## START Text to read

When I travel, I like to stop in and snoop around old theaters, whether they’re for live performances or movies. I always ask one of the employees or volunteers if there are any ghost stories about the place. Almost always, there are! Apparently, being dead isn’t enough of an inconvenience to stop some folks from attending a show.
The Town & Gown theater is no different. During my twenty years of assisting with plays here, I’ve heard an unnerving number of ghostly stories from other volunteers. With Halloween in mind, I asked T&G volunteers to jot down some of these experiences. I’ll try to organize them into a “tour” of the theater. Rest assured, any and all ghosts we’ll meet seem to be friendly. Well, for the most part. At times, they can be “playful.” It is, after all, a playhouse.
After you pass through the front doors, keep an eye out for the apparition seen by Circe Van Orden while taking a break from rehearsing The Fantasticks. She was “alone out in the lobby” and saw a feminine figure in a “long dress, hair was done up. She stood up, took a step and she was gone.” Susan Weber also says she caught a “glimpse of a shadow walking through the lobby from the arena.” The arena, by the way, is what we T&G regulars call the seating/performance area.
You might come upon a bit more paranormal activity just after passing from the lobby through the doors leading into the arena. That’s the spot where Cindy Sheets “saw movement in the doorway. It was an adult sized black figure that looked like it had come from the balcony stairs and was walking into the passage leading into the green room. A few seconds later, I saw the same exact thing, balcony stairs to green room. It didn't seem to look at me or pause, just trucked right on to the green room.” This was during rehearsals for And Then There Were None, which we presented in September/October of this year. The Fantasticks was performed back in 2006, showing that the spirits still linger among us.

## END Text to read
## START Listed entries

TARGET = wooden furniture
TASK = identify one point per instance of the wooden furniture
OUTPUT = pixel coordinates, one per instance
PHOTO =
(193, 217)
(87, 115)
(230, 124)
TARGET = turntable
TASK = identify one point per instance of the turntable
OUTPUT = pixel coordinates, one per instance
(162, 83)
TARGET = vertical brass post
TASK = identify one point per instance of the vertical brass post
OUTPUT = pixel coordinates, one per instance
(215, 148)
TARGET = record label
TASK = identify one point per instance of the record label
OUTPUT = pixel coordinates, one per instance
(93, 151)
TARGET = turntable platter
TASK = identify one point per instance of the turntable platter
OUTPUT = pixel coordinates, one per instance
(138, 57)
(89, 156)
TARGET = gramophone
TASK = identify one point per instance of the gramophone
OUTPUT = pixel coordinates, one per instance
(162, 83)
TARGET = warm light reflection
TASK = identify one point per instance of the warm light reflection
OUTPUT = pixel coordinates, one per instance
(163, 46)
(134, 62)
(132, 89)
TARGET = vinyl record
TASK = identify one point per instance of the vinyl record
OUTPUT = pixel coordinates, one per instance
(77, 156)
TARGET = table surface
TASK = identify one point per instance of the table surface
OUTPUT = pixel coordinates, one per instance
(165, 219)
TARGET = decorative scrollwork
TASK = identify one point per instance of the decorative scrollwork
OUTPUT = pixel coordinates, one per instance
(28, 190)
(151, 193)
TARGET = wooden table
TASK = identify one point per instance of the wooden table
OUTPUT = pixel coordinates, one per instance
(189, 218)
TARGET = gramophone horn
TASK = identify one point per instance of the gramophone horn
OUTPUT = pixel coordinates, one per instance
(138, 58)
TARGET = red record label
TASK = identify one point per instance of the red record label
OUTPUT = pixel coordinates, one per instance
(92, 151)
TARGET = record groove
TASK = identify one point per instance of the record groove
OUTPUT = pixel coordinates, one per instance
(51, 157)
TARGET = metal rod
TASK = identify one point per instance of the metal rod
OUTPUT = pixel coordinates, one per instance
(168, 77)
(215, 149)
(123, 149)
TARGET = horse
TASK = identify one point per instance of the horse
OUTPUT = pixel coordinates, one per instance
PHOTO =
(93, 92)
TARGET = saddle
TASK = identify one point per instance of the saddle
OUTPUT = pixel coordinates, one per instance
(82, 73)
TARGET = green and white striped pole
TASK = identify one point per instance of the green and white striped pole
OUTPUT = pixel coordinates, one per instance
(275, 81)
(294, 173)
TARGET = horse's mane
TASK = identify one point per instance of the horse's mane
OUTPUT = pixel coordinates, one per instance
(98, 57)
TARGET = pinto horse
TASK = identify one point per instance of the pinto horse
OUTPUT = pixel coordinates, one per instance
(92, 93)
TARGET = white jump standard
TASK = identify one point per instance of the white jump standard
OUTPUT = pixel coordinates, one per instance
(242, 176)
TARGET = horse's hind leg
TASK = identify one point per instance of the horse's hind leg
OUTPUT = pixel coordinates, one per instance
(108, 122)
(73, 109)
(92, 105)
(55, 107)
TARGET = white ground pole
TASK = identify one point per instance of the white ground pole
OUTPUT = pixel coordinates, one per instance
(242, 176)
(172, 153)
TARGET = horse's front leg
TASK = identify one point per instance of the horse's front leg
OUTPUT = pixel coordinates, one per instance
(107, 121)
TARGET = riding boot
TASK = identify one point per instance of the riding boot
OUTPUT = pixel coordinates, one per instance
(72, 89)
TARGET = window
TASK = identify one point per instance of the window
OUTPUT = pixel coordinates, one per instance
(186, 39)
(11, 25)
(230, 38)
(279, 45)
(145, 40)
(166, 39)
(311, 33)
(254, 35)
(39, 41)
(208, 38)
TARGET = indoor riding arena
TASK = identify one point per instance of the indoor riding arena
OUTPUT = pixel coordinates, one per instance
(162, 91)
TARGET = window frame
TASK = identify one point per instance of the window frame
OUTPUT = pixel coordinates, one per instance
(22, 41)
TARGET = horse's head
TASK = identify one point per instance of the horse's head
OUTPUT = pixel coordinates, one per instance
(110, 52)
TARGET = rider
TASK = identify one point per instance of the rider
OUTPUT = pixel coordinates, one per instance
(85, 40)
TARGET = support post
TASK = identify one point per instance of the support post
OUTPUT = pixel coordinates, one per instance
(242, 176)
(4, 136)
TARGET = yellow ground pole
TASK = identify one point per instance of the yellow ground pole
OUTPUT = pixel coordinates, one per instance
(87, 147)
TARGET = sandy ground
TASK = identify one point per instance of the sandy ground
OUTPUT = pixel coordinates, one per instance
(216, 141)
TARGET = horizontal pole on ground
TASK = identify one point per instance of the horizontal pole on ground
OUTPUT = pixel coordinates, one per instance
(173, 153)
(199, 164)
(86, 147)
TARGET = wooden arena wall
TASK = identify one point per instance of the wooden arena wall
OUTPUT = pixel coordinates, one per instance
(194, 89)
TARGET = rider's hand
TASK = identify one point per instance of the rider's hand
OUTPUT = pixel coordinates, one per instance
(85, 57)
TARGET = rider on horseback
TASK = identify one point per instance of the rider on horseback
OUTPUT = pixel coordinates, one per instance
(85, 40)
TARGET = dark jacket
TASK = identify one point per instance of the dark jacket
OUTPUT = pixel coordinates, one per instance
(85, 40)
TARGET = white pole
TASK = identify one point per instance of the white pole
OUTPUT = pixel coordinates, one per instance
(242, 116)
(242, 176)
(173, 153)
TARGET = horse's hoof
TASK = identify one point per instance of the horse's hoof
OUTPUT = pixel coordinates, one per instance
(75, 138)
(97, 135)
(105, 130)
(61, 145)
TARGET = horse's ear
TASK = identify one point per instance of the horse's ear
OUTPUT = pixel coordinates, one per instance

## END Listed entries

Exercise tasks -
**a)** In the theater ghost stories text, what do T&G regulars call the seating/performance area?
**b)** In the theater ghost stories text, write out the stretch from "After you pass" through "the seating/performance area.", swapping "lobby" for "foyer".

Expected answers -
**a)** They call it the arena.

**b)**
After you pass through the front doors, keep an eye out for the apparition seen by Circe Van Orden while taking a break from rehearsing The Fantasticks. She was “alone out in the foyer” and saw a feminine figure in a “long dress, hair was done up. She stood up, took a step and she was gone.” Susan Weber also says she caught a “glimpse of a shadow walking through the foyer from the arena.” The arena, by the way, is what we T&G regulars call the seating/performance area.